EDIT: Actually the probability of rolling a 2 in the first 4 throws is 0.518 so the expected number of throws is just less than that.

• Registered Users Posts: 1,595 ✭✭✭

ArmCandyBaby, you are choosing to interpret the letter in a particular way that is not justified. The letter does not, to my mind, incorporate any assertion of the kind you claim it does. (i.e., that the probability of winning at least once in the specified time is 0.5, or 1, or any other number.)

I tend to agree with Michael Collins. The reality is that, if you play the lottery with the same six numbers for the specified number of times, the expected value of the number of Jackpot wins is indeed 1. (This is simply an example of the fact that the expected value of a binomial distribution is Np.)

In writing in plain language for a lay audience, it is quite reasonable for the letter writer to descibe this in the way she did (although one might quibble over using "should win", rather than, say, "would expect to win").

Direction
Write the next part of the forum discussion about lottery odds, picking up after its final sentence.

Material provided
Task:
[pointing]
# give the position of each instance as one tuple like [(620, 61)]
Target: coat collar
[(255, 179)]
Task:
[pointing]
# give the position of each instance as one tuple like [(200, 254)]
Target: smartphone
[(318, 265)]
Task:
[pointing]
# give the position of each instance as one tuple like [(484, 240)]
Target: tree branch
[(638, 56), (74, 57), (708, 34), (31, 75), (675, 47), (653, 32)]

Exercise answer
• Closed Accounts Posts: 201 ✭✭

ArmCandyBaby, you are choosing to interpret the letter in a particular way that is not justified. The letter does not, to my mind, incorporate any assertion of the kind you claim it does. (i.e., that the probability of winning at least once in the specified time is 0.5, or 1, or any other number.)

I tend to agree with Michael Collins. The reality is that, if you play the lottery with the same six numbers for the specified number of times, the expected value of the number of Jackpot wins is indeed 1. (This is simply an example of the fact that the expected value of a binomial distribution is Np.)

In writing in plain language for a lay audience, it is quite reasonable for the letter writer to descibe this in the way she did (although one might quibble over using "should win", rather than, say, "would expect to win").

The expected value of 1 comes from:

0.368 ie. the probability of 1 win times the value of 1 win, plus
0.184 ie. the probability of 2 wins times the value of 2 wins, plus
0.061 ie. the probability of 3 wins times the value of 3 wins, plus etc.

and this calculation has no relevance to what she's trying to say in the letter. I'm happy to interpret her sentance as the expected number of times the average person has to play before they win the jackpot but in that case you are using the negative binomial distribution like I said above.

• Registered Users Posts: 1,595 ✭✭✭

The expected value of 1 comes from:

0.368 ie. the probability of 1 win times the value of 1 win, plus
0.184 ie. the probability of 2 wins times the value of 2 wins, plus
0.061 ie. the probability of 3 wins times the value of 3 wins, plus etc.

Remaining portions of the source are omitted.